Оказалось, что многие дети проходили страшную ломку, так как были за Украину, чувствовали себя украинцами, мечтали о ВУЗах Харькова, Днепра и Киева, а родители хотели иного – «поедешь на заработки в Москву, может, там замуж удачно выйдешь, ну, хоть заработаешь»…

Мы не были к этому готовы. Никто!

Так прошло три недели учебного процесса. Мира становилась все замкнутее, а мы все чаще поднимали вопросы переезда, и рыскали по интернету в поисках вариантов.

В конце сентября, забирая дочку из школы, я, взяв ее за руку, вдруг ощутила невероятную тяжесть: она шла так, как будто к ногам были привязаны гири. Шла и молчала. Опустив плечи. Мне стало страшно.

Ведь она полностью зависела от моих решений. Как любой ребенок. А я могла ошибиться.

– Мышка, – мы, так уменьшительно называли дочку, – я тебя люблю, сильно-сильно, и мне еще страшнее от этого, – начала я разговор. – Я хочу тебя защитить, но не знаю, как и отчего. Мы – заложники войны! Но это не значит, что мы ее рабы. И если нужно организовать побег, и если пришло время организовать побег, и если мы, взрослые к этому не готовы, ты должна быть готова, понимаешь?! Иногда решение можно изменить, если кто-то несчастлив из-за него. Решение, это всего лишь набор вариантов. Как пазлы. Мы берем пазл – это решение – и ставим его в свою жизнь. Но, вот незадача, картинка вроде бы и такая, но не складывается в точности с фоном. Что мы делаем? Меняем пазл! В этом наша сила и мудрость. И если мы, слепондяи-взрослые, не можем различить цвета пазла, что мешает тебе, равному члену нашей семьи сказать: «Мама, папа, вы шо, нэ туды», – я старалась хоть немножко сгладить ситуацию юмором.

----

ЗАДАНИЯ К ВЫПОЛНЕНИЮ:
[a] Перепишите из отрывка всё, что идёт от слов «Так прошло три» вниз до слов «Мне стало страшно.».
[b] Согласуются ли с отрывком следующие утверждения: (i) учебный процесс шёл три недели; (ii) по дороге из школы дочь много разговаривала; (iii) родители хотели, чтобы дети поступали в вузы Харькова, Днепра и Киева? На каждое ответьте «да» или «нет» и приведите решающие слова отрывка дословно.

ИЗВЛЕЧЁННЫЕ ЗАПИСИ:
----

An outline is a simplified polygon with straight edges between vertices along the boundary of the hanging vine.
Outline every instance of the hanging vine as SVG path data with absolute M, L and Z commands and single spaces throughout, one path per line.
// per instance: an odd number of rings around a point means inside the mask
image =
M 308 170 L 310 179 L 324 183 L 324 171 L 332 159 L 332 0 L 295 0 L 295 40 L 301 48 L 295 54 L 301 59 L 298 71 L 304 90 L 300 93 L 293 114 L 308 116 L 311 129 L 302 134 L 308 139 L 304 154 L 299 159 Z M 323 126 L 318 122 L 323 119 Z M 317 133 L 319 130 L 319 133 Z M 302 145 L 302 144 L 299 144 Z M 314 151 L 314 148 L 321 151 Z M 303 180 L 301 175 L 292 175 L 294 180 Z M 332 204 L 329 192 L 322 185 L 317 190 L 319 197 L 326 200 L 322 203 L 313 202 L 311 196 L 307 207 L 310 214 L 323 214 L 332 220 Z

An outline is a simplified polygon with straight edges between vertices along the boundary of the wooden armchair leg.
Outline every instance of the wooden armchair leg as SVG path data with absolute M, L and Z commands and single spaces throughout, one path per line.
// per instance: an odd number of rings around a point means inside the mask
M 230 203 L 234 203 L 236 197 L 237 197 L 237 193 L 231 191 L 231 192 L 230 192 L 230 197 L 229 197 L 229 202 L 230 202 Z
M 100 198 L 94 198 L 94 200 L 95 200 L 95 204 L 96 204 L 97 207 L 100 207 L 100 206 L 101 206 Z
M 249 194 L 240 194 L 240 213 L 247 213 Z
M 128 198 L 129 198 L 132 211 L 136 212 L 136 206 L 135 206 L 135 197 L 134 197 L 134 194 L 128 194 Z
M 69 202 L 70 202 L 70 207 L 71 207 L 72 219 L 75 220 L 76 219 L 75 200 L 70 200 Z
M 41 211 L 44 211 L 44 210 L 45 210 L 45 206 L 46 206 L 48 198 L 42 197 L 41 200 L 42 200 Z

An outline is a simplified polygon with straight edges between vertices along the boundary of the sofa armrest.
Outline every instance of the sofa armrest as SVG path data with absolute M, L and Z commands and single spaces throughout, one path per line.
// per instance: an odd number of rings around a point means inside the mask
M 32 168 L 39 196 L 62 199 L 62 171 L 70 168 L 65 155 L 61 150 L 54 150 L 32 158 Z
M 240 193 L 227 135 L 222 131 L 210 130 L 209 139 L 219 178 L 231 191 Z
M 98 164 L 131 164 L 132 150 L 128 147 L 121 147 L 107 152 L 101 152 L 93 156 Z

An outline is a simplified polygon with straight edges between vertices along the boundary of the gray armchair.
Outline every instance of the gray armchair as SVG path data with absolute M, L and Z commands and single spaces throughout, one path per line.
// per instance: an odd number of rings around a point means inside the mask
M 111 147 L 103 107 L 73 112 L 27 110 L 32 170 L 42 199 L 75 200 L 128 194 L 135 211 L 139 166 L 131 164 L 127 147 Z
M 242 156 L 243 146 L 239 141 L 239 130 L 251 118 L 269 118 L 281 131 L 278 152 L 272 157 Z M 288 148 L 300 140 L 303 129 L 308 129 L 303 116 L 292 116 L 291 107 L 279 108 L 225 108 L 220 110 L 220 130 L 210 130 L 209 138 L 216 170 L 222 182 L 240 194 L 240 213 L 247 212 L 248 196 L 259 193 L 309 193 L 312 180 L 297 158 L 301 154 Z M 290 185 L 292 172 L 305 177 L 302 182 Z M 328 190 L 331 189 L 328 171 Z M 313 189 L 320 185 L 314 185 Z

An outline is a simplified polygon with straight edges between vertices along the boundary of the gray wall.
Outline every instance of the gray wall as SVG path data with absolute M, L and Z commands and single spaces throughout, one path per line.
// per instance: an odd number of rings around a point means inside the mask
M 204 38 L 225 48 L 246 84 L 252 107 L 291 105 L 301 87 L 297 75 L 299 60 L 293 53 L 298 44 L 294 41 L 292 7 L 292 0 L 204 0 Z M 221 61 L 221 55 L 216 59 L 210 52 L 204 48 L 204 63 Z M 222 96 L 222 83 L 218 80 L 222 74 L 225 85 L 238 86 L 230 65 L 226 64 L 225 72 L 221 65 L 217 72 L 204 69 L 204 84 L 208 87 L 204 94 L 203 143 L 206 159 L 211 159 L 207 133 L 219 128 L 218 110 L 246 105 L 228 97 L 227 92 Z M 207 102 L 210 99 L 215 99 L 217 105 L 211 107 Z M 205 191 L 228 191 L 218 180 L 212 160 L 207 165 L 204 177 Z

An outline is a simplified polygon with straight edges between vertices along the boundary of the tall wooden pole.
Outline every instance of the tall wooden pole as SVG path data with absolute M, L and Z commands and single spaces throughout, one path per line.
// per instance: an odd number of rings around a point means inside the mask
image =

----

ОТВЕТЫ ПО ЗАДАНИЯМ:
[a]
Так прошло три недели учебного процесса. Мира становилась все замкнутее, а мы все чаще поднимали вопросы переезда, и рыскали по интернету в поисках вариантов.

В конце сентября, забирая дочку из школы, я, взяв ее за руку, вдруг ощутила невероятную тяжесть: она шла так, как будто к ногам были привязаны гири. Шла и молчала. Опустив плечи. Мне стало страшно.

[b]
(i) Да: «Так прошло три недели учебного процесса.»
(ii) Нет: «Шла и молчала.»
(iii) Нет: «а родители хотели иного»